--- PROVIDED RECORDS ---
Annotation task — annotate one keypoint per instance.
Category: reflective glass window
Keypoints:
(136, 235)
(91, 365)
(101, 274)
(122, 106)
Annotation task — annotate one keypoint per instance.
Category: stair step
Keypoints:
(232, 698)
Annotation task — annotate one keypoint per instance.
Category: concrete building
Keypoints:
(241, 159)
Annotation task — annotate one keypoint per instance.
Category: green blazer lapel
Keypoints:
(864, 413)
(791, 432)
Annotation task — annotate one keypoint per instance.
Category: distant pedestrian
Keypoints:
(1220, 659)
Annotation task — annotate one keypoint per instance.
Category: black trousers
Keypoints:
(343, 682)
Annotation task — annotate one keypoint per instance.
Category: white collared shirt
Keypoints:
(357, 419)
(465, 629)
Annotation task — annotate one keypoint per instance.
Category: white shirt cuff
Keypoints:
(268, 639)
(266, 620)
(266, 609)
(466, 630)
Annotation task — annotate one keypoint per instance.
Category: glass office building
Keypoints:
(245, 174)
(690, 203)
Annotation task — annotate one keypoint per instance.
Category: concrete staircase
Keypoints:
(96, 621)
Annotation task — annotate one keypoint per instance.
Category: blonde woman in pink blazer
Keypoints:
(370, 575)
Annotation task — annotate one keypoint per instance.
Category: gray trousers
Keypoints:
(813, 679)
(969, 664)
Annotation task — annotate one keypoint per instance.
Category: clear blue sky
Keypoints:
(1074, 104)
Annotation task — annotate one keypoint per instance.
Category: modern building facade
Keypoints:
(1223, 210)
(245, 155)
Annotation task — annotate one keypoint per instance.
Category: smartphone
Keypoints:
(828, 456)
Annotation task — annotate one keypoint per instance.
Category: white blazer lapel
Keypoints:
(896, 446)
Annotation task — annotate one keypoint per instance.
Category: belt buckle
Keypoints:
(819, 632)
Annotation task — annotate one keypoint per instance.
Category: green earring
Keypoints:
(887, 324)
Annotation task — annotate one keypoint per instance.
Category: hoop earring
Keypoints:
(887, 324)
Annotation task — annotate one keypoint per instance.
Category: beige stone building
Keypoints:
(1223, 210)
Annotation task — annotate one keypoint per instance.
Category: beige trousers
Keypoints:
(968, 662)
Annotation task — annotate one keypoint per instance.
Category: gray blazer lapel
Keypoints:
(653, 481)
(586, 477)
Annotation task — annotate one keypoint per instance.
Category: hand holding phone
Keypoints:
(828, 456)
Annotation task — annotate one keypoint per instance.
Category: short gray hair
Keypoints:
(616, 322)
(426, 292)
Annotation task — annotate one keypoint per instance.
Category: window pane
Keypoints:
---
## WORK TO BE COMPLETED
Look for the string "concrete" in the entries above. Copy every line that has it.

## ANSWER SECTION
Category: concrete building
Category: concrete staircase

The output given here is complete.